Your assignment: Your output must reproduce all the records below precisely and contain no pictures.
'''
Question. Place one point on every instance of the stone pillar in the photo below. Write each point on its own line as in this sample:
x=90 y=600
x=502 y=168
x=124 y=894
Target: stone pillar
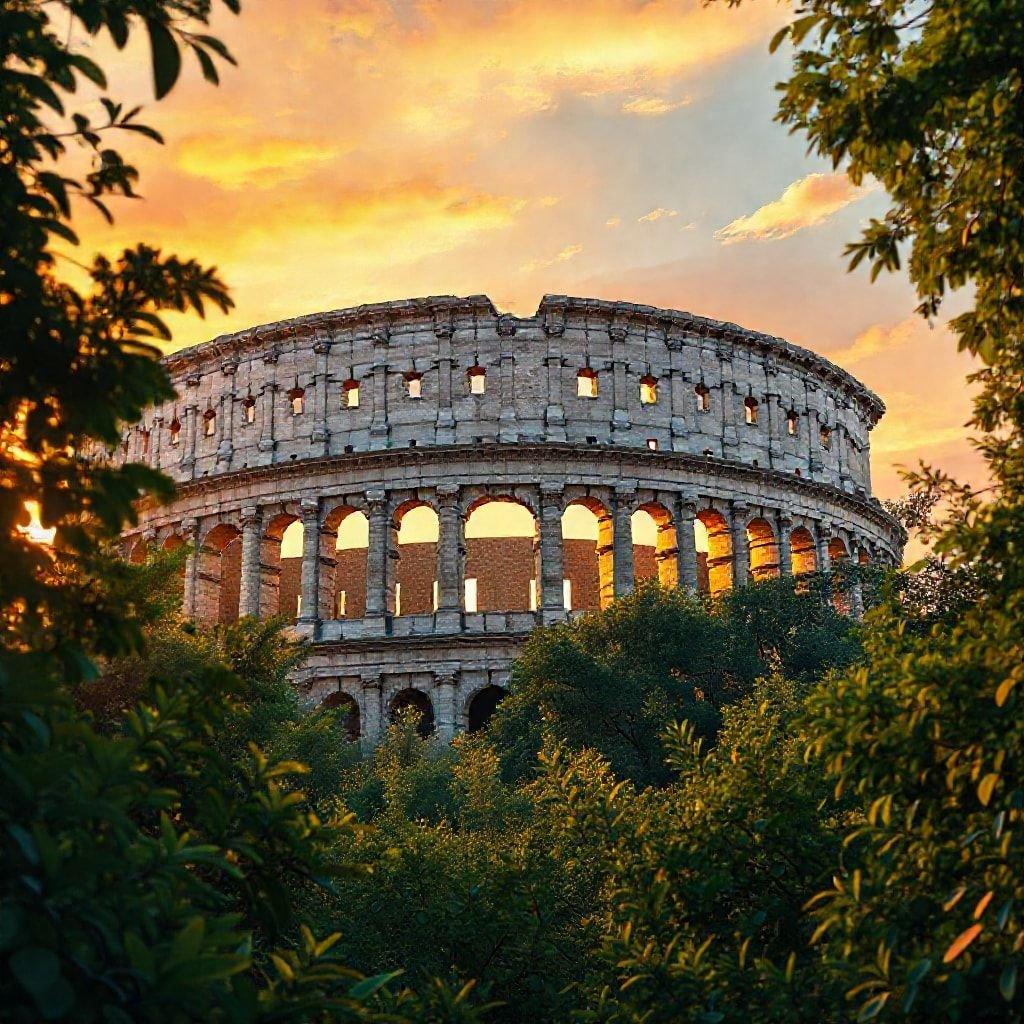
x=552 y=601
x=371 y=709
x=451 y=524
x=784 y=527
x=445 y=715
x=380 y=592
x=623 y=540
x=189 y=534
x=309 y=580
x=252 y=525
x=740 y=546
x=687 y=543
'''
Solution to the problem:
Question. Place one point on every instance of the stone pillar in the photo below. Write each point on its own line as in this sample:
x=90 y=600
x=502 y=168
x=124 y=894
Target: stone pillar
x=552 y=601
x=371 y=709
x=451 y=524
x=784 y=527
x=445 y=715
x=380 y=592
x=623 y=540
x=189 y=534
x=309 y=580
x=252 y=525
x=740 y=546
x=687 y=543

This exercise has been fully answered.